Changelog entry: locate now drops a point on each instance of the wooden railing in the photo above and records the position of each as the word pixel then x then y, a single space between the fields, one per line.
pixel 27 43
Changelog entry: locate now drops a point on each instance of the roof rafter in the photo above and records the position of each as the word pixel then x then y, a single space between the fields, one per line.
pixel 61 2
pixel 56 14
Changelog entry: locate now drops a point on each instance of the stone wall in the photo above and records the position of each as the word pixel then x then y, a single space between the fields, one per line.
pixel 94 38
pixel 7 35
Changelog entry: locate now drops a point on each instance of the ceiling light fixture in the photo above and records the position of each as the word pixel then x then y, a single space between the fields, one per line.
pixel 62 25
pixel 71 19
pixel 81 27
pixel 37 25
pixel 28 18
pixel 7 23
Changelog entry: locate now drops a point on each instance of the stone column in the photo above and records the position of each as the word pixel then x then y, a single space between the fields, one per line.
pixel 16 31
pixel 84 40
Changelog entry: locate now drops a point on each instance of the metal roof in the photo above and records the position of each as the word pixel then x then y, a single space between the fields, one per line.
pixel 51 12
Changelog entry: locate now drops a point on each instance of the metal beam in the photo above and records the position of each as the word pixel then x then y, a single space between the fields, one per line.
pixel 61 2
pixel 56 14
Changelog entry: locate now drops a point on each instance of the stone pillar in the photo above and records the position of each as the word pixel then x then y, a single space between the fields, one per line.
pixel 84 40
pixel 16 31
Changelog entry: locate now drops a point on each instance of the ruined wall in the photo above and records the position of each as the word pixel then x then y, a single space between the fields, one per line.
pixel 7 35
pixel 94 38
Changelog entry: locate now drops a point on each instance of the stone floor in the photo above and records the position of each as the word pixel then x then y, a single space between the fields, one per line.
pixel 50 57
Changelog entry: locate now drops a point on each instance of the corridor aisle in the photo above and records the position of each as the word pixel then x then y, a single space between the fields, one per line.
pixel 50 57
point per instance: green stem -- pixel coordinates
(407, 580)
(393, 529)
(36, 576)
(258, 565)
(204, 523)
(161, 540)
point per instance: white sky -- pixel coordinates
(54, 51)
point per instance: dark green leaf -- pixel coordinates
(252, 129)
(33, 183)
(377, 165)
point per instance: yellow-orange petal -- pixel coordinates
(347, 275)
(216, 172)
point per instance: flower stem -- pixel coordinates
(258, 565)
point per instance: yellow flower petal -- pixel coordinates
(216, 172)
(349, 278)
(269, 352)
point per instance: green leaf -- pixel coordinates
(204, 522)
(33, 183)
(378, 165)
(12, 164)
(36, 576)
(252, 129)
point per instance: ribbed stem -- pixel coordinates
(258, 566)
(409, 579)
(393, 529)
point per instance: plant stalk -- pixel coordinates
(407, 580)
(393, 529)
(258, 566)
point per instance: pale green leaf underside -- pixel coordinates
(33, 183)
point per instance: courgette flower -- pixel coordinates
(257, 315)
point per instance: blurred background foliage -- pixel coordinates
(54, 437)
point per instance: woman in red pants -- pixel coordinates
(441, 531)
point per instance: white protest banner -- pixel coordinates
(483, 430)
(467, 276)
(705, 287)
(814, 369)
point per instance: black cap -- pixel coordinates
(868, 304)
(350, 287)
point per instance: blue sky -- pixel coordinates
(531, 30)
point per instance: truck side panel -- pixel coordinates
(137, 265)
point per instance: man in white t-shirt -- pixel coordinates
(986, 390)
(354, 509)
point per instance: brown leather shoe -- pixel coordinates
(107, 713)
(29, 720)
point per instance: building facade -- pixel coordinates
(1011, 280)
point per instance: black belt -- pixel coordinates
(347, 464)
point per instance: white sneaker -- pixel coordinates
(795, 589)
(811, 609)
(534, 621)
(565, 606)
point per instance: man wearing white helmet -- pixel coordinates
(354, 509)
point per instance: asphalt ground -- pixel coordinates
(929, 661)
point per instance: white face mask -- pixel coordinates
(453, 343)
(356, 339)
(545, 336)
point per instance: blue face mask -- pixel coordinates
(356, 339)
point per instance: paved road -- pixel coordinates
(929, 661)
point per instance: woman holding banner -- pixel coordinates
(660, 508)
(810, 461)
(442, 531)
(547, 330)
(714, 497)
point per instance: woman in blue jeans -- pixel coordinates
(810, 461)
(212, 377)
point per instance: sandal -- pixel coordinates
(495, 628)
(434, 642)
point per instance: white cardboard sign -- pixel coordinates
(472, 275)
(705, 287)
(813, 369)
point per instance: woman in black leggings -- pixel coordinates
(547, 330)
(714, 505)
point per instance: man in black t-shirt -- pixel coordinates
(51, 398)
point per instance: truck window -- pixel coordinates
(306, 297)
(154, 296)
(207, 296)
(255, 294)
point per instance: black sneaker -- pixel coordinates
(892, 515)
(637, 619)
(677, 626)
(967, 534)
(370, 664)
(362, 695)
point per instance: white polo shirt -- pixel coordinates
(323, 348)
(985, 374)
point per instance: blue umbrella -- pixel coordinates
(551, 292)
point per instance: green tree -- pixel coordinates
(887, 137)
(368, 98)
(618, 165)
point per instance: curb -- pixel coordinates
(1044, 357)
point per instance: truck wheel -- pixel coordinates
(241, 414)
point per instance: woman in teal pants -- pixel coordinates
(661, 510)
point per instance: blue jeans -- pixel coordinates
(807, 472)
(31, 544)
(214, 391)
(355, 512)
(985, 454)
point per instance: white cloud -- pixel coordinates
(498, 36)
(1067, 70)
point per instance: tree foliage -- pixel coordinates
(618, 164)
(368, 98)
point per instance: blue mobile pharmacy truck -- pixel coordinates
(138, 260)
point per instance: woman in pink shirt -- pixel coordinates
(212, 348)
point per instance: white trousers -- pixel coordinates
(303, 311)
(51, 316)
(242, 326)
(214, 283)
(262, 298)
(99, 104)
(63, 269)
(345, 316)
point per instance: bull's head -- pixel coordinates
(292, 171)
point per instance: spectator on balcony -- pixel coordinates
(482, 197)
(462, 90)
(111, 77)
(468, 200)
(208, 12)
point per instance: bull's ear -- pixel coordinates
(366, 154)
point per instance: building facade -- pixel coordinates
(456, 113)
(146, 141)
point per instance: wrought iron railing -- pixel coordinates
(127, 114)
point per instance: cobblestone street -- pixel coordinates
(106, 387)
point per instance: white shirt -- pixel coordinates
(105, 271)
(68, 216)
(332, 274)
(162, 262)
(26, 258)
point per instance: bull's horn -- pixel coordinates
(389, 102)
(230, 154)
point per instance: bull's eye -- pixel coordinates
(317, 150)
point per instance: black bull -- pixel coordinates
================
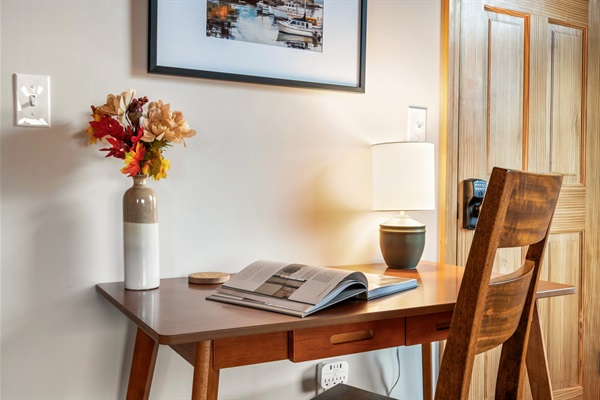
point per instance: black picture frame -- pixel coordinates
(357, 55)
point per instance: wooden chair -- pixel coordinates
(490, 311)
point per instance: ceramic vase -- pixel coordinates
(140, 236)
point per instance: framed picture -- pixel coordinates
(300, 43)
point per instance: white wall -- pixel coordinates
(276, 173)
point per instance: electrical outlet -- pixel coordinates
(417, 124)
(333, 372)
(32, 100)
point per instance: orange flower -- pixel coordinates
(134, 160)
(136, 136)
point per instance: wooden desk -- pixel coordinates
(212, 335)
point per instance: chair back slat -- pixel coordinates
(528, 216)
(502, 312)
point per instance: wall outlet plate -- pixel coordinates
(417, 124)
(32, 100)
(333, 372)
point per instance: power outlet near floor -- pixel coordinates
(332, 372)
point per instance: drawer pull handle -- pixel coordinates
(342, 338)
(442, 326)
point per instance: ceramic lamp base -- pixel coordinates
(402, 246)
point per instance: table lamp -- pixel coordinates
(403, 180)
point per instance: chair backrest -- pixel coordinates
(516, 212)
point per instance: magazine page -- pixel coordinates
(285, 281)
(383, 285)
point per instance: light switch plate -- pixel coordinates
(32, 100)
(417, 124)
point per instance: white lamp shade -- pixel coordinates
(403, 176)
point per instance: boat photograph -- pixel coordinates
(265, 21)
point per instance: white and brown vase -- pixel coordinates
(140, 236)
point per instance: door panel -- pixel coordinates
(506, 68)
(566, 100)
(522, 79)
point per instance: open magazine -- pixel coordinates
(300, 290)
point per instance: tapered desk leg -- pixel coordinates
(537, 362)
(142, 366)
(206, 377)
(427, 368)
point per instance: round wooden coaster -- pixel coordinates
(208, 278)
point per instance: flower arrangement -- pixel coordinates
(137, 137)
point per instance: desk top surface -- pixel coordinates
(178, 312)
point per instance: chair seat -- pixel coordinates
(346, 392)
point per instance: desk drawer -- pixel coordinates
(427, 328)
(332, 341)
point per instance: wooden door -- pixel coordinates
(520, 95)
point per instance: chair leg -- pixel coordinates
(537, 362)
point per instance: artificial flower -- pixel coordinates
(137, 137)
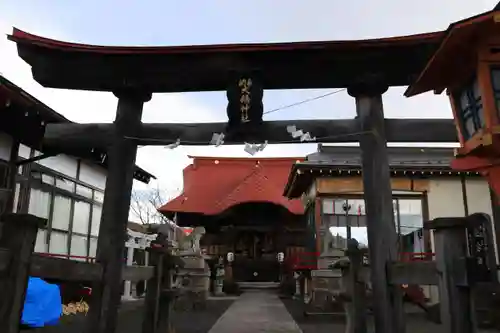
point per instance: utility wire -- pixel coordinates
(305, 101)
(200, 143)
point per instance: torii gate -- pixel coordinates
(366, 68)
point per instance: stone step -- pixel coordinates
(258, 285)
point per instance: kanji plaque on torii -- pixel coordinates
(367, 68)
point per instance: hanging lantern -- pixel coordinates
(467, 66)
================
Pull out each line of the entries above that contains the string "floor".

Changelog entry: locate now drops a point on each instance of the stone floor in the photo above and records the position of each as the word pixel then x then y, a single space between the fields, one per line.
point per instance: power outlet near floor -- pixel coordinates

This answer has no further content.